» Your task
Copy every line below where the string "person" is found.

» Records from a collection
——————————

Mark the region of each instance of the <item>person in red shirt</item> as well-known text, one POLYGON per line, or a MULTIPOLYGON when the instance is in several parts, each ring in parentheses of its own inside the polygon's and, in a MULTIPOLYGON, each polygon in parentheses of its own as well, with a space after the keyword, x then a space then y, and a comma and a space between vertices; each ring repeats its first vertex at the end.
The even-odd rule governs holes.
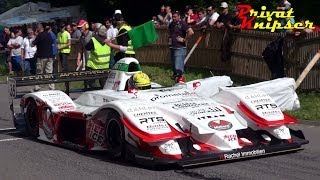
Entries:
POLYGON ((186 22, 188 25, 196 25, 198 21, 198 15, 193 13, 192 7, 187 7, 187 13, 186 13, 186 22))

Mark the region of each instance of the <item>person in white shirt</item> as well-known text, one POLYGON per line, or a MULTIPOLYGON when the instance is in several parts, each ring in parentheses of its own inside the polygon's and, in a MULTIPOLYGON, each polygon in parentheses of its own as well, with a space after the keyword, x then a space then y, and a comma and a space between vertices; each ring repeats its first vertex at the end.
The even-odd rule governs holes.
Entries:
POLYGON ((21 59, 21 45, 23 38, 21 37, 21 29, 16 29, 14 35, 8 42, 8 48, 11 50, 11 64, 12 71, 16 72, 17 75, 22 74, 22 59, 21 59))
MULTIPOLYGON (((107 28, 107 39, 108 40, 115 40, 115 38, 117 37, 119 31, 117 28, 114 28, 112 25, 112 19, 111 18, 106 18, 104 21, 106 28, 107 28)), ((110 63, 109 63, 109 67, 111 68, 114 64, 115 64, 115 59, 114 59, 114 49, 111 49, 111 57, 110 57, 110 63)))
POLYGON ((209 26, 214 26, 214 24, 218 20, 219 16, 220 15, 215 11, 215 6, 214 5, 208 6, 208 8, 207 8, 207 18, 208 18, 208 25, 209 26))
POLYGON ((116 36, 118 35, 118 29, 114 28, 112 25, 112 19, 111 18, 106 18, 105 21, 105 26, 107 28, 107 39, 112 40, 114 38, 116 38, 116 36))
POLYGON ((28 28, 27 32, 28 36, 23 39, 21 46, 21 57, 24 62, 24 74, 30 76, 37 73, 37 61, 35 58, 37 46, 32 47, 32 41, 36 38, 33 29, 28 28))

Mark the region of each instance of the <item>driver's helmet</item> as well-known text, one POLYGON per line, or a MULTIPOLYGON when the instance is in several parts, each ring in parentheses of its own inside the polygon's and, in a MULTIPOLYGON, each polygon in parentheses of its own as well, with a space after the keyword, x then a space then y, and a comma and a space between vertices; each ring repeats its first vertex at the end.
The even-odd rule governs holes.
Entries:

——————————

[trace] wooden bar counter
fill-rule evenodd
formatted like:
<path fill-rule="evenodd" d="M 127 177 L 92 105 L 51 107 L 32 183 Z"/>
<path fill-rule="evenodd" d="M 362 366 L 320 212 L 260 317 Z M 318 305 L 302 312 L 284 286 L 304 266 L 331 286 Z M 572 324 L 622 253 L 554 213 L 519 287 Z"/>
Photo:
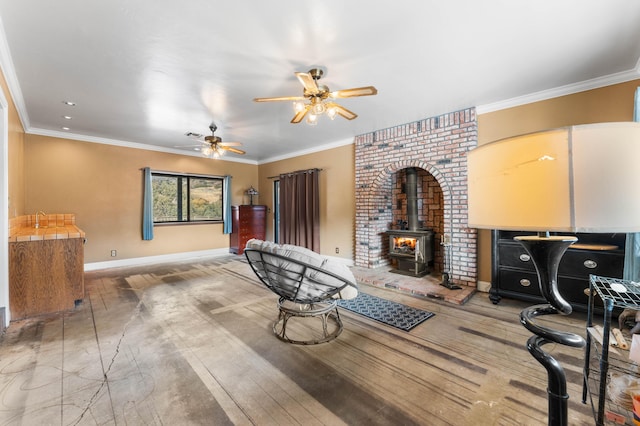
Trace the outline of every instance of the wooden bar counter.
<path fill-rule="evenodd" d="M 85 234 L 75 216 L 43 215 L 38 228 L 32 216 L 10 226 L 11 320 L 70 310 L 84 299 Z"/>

——————————

» Solution to this problem
Mark the region of each instance of the <item>person in red shirt</item> as well-known text, one POLYGON per line, or a MULTIPOLYGON when the instance is in several parts, each ring in parentheses of its own inside the polygon's and, in a MULTIPOLYGON, each polygon in parentheses of its own as well, with a space after the keyword, x then a space then y, and a comma and a space between vertices; each ring repeats its first vertex at the end.
Mark the region of each instance of the <item>person in white shirt</item> as well-known text, one POLYGON per line, or a MULTIPOLYGON when the instance is in several parts, each ring in parentheses of its own inside the polygon's and, in a MULTIPOLYGON, each polygon in parentheses of its own as well, with a space after the keyword, x then a space then y, and a comma and a space between vertices; each ring repeats its first vertex at the end.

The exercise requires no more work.